PROMPT: Restate each line of the listing exactly, without carrying over any pictures.

(Records from a point labeling set)
>> start

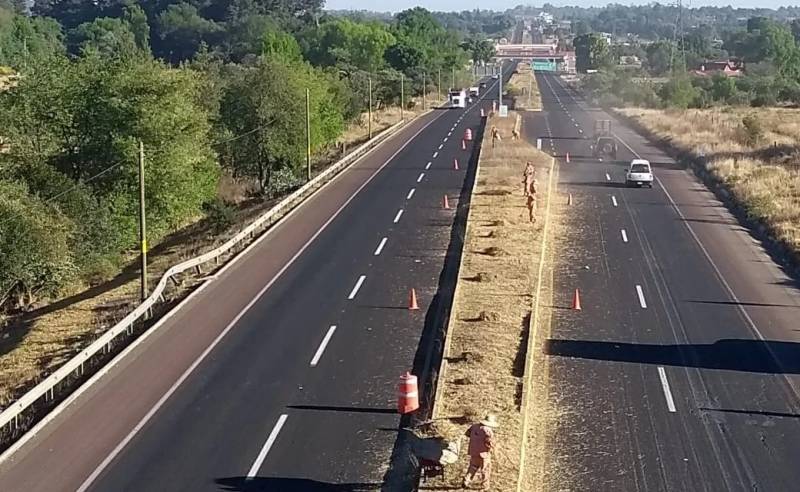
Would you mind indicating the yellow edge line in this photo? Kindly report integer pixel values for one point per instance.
(532, 332)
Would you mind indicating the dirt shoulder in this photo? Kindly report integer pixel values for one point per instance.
(35, 344)
(751, 155)
(485, 353)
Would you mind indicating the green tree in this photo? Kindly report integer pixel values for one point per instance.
(265, 105)
(105, 35)
(136, 18)
(280, 46)
(34, 256)
(678, 92)
(181, 30)
(723, 88)
(591, 52)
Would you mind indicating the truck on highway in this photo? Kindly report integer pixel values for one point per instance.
(458, 98)
(604, 142)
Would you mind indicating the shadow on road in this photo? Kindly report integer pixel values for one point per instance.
(771, 357)
(277, 484)
(753, 412)
(324, 408)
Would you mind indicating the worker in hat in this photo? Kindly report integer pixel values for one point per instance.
(481, 442)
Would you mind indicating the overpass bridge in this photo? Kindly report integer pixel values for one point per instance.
(545, 57)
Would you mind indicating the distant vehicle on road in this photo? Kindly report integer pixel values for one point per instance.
(458, 98)
(639, 174)
(604, 142)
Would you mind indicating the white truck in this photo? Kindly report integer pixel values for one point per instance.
(458, 98)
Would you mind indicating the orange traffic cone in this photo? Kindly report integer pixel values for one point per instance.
(412, 301)
(576, 300)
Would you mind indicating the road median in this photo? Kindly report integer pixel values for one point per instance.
(486, 346)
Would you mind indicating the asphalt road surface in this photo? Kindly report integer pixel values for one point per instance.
(681, 371)
(281, 373)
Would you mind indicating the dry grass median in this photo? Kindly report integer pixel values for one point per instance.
(490, 322)
(754, 153)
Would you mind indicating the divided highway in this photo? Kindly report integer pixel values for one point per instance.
(280, 374)
(681, 371)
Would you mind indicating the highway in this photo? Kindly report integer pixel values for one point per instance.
(681, 370)
(280, 374)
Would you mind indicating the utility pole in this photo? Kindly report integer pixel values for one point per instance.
(439, 83)
(308, 134)
(500, 86)
(423, 91)
(142, 223)
(402, 98)
(369, 122)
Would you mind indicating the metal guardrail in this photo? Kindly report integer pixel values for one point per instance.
(47, 388)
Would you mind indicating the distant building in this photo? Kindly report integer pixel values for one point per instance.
(630, 62)
(729, 68)
(545, 18)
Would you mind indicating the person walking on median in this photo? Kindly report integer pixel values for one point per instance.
(481, 443)
(528, 177)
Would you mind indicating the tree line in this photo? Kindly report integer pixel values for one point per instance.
(210, 87)
(769, 49)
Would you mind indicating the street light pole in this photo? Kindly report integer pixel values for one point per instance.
(142, 223)
(423, 91)
(402, 98)
(369, 122)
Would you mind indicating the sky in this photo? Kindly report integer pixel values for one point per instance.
(459, 5)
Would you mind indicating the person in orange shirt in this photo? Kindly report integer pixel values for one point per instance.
(481, 443)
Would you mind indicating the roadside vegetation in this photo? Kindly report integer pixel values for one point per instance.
(215, 91)
(754, 153)
(490, 324)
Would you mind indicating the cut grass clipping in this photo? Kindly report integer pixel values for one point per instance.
(489, 326)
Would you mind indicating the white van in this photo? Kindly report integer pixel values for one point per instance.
(458, 98)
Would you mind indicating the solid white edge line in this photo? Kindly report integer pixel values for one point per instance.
(267, 445)
(321, 348)
(662, 374)
(136, 343)
(379, 249)
(640, 293)
(354, 292)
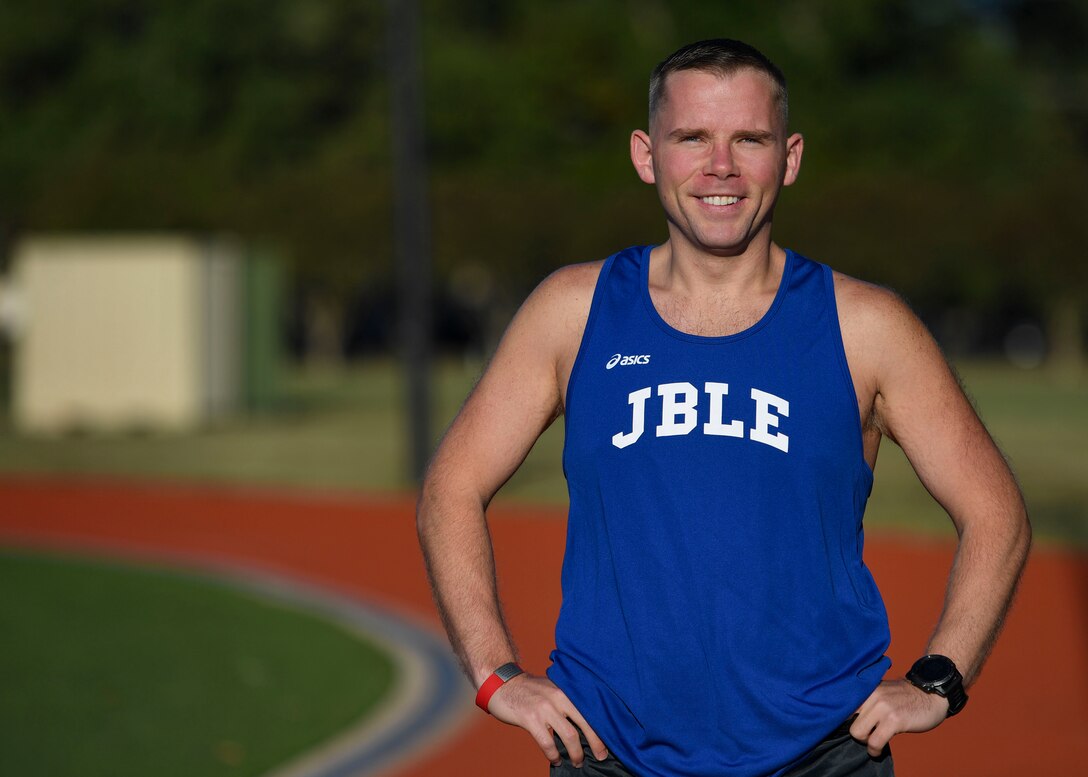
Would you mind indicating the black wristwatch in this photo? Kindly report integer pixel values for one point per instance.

>> end

WRITTEN ANSWER:
Would you mind indicating the yellow edge line in this photo? Kindly report integer pixel values for one point per instance.
(532, 332)
Would you mind indicating the dirt shoulder in this photo? Kindly report integer pixel values for one point per instance.
(35, 344)
(751, 155)
(485, 353)
Would you mind indicating the green tree in this photo? Kindly report integer pixel values for one point per instance.
(265, 105)
(105, 35)
(136, 18)
(280, 46)
(34, 256)
(678, 92)
(181, 30)
(723, 88)
(591, 52)
Would you mind indicating the truck on highway in this photo? Kindly report integer pixel values for one point per instance.
(458, 98)
(604, 142)
Would you mind indicating the shadow on road in this photo? Kindly report integer pixel values for one point per instance.
(771, 357)
(277, 484)
(753, 412)
(324, 408)
Would you mind indicating the worker in hat in this photo? Kindly report integer pixel values for one point per instance.
(481, 442)
Would you mind indicating the overpass bridge in this photo? Kindly report integer pixel values for one point per instance.
(545, 57)
Would you mind indicating the distant vehicle on road in this photo? Kindly report integer pixel values for one point per instance.
(458, 98)
(639, 174)
(604, 142)
Would you mind indicating the white truck in this photo? Kindly report integer pixel values for one point per instance.
(458, 98)
Would you mind indicating the orange traffic cone in this photo? Kindly report integer pixel values for one point per instance.
(412, 301)
(576, 300)
Would you mind indicating the road median in this photo? Kindly report integer pixel values for one point per instance.
(486, 346)
Would you mind indicating the asphalt road surface in this photo? Kindly report integer pixel values for one point per instance.
(681, 371)
(281, 373)
Would you mind indicating the dry grass median in this photo? Kindly report integer pixel values for one point per instance.
(490, 322)
(754, 153)
Would you mind indicating the divided highway in this photo? Kindly report integer pixel values for one point per instance.
(280, 374)
(681, 371)
Would you mind indicating the highway in this photo? Kindly report integer pixel values for one point per instance.
(681, 370)
(280, 374)
Would you mind indicating the utility pole in this photo? Kindly report integer pixel values for one point per instance.
(439, 83)
(308, 134)
(500, 86)
(423, 91)
(142, 223)
(402, 98)
(369, 122)
Would you mind indicating the metal guardrail in this photo? Kindly report integer pixel values for one point per instance.
(47, 388)
Would you mind indicating the distant building in this photo? Kindly report integer pixel values for one point per instance.
(630, 62)
(729, 68)
(545, 18)
Would you mind indicating the person walking on median in this photo? Kindly report integer pixel values for one point per instance.
(481, 443)
(528, 177)
Would you mind indicating the tree line in this photo? Kindly report integer pixel values for one point per instance.
(210, 87)
(769, 49)
Would you mind indicating the street light pole in this photo? Kindly report integer pixel values for one point per instance.
(142, 223)
(423, 91)
(402, 98)
(369, 122)
Would you mind indicating the sky in this photo? Kindly report integer pixel values for one point per instance.
(459, 5)
Would you mind indicating the person in orange shirt in this photo? Kindly report integer pixel values for one point per instance.
(481, 443)
Would you mind indicating the roadside vegetation in this photo? Kindly report integer pixel values for one point per instance.
(215, 91)
(754, 153)
(490, 324)
Would you mind indicating the cut grass clipping in this photo? Kindly report integer pixel values for one point per instance.
(489, 326)
Would you mind indicating the white van in this photo? Kindly report integer pixel values for one point per instance.
(458, 98)
Would you mind indicating the solid white edge line in this photo? Kindly report integer pixel values for one point per instance.
(267, 445)
(321, 348)
(662, 374)
(136, 343)
(379, 249)
(640, 293)
(354, 292)
Would you mind indicating the black wristwatch in this photo? Kindly report integer pixel values for one point per instance.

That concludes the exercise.